(Dataset excerpts on pointing to objects)
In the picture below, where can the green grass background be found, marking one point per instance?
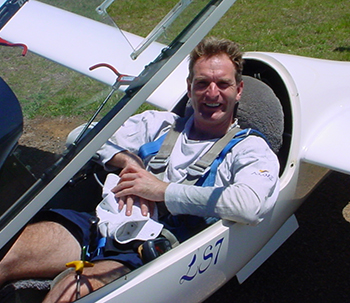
(319, 29)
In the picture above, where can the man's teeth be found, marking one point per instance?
(213, 104)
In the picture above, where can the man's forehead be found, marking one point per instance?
(215, 66)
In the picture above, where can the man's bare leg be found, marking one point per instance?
(41, 251)
(92, 278)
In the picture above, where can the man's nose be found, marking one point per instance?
(213, 90)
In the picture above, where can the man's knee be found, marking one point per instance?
(91, 279)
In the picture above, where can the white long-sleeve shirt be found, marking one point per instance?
(246, 185)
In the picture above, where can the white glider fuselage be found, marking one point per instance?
(315, 97)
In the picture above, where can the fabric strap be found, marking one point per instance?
(198, 169)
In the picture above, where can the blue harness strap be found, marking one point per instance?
(151, 148)
(208, 179)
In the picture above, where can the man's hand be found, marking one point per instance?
(136, 181)
(124, 159)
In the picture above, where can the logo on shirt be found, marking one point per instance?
(264, 173)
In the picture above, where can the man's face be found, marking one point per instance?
(214, 91)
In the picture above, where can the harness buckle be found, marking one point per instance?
(158, 162)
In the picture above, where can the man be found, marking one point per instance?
(240, 192)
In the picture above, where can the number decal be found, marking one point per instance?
(200, 264)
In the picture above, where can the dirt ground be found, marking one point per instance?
(312, 266)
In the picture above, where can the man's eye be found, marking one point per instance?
(201, 84)
(223, 85)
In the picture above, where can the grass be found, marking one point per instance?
(311, 28)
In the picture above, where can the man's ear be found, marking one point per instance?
(189, 86)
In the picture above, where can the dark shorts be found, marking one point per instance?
(78, 224)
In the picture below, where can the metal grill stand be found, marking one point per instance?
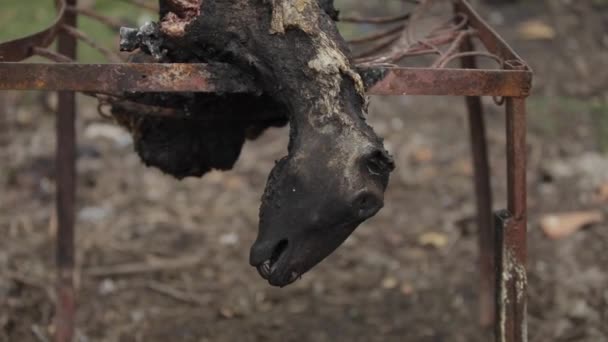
(502, 239)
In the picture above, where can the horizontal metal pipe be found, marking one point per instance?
(161, 77)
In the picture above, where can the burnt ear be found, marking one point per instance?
(378, 162)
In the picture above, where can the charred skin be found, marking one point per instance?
(336, 170)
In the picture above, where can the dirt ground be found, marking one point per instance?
(167, 260)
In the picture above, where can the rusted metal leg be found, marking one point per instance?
(483, 195)
(66, 189)
(512, 252)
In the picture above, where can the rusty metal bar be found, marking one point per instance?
(20, 49)
(483, 197)
(112, 78)
(455, 82)
(107, 78)
(512, 239)
(491, 40)
(66, 192)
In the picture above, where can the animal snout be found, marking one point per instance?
(367, 204)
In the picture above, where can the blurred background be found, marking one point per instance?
(167, 260)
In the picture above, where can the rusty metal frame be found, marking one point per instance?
(502, 239)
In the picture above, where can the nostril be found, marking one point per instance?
(367, 204)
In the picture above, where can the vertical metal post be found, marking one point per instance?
(483, 198)
(512, 239)
(66, 190)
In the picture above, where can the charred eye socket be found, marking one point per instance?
(379, 163)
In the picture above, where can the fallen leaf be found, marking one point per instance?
(602, 193)
(389, 283)
(407, 289)
(536, 30)
(433, 239)
(557, 226)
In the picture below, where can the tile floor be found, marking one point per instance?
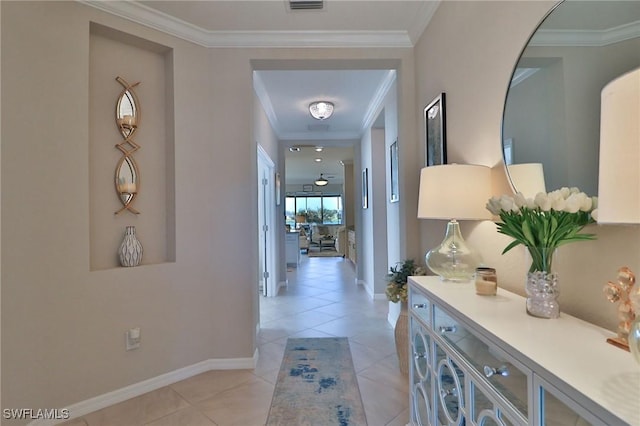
(321, 300)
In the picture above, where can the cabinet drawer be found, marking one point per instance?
(508, 377)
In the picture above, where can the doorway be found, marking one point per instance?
(267, 276)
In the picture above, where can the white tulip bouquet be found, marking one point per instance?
(545, 222)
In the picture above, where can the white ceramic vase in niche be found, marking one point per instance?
(130, 250)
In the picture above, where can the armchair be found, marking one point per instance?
(321, 236)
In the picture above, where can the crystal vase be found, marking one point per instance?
(542, 284)
(131, 249)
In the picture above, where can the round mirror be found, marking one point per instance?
(127, 113)
(551, 123)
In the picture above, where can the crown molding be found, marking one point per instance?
(378, 99)
(319, 136)
(587, 38)
(160, 21)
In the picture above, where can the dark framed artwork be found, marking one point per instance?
(393, 172)
(436, 131)
(365, 188)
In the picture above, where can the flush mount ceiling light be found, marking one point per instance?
(321, 181)
(321, 110)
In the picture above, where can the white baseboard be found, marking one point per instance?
(99, 402)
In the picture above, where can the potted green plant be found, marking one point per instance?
(397, 279)
(396, 291)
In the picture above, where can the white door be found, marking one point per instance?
(266, 225)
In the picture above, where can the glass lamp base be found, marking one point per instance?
(453, 260)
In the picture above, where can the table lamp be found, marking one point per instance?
(454, 191)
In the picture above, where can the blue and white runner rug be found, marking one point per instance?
(317, 385)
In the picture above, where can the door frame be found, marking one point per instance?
(267, 241)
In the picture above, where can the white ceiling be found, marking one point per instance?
(285, 94)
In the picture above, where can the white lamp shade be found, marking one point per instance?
(454, 191)
(619, 174)
(527, 178)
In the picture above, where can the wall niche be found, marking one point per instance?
(113, 53)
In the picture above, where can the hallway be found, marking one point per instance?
(321, 300)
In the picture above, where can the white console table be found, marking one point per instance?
(481, 360)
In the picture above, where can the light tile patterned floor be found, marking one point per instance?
(321, 300)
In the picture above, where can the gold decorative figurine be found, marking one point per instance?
(620, 292)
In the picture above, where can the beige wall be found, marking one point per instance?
(63, 325)
(468, 51)
(63, 330)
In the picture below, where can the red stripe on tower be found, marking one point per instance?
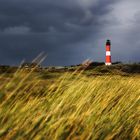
(108, 53)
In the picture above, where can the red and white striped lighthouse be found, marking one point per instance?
(108, 53)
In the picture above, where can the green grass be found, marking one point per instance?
(69, 106)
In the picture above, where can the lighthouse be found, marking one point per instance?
(108, 53)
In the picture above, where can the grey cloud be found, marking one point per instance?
(69, 31)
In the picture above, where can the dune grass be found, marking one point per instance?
(72, 106)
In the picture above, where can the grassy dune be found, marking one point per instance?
(71, 106)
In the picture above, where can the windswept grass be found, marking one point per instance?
(71, 107)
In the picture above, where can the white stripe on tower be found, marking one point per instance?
(108, 53)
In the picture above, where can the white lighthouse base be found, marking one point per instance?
(108, 64)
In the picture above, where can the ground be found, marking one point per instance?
(98, 103)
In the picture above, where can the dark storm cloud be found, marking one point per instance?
(67, 30)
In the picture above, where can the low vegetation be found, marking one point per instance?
(70, 105)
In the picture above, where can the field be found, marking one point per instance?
(70, 105)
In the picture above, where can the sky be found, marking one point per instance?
(69, 31)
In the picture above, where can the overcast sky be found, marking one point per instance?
(69, 31)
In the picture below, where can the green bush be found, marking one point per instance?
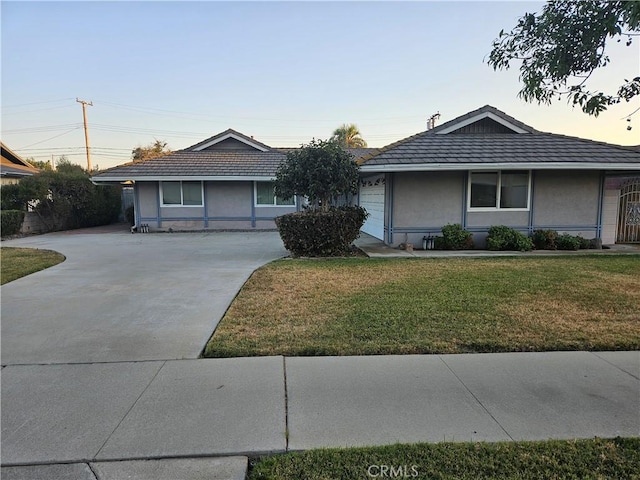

=== Exercise task ===
Please state how many lines in the rows contain the word "tower". Give only the number.

=== Worked solution ===
2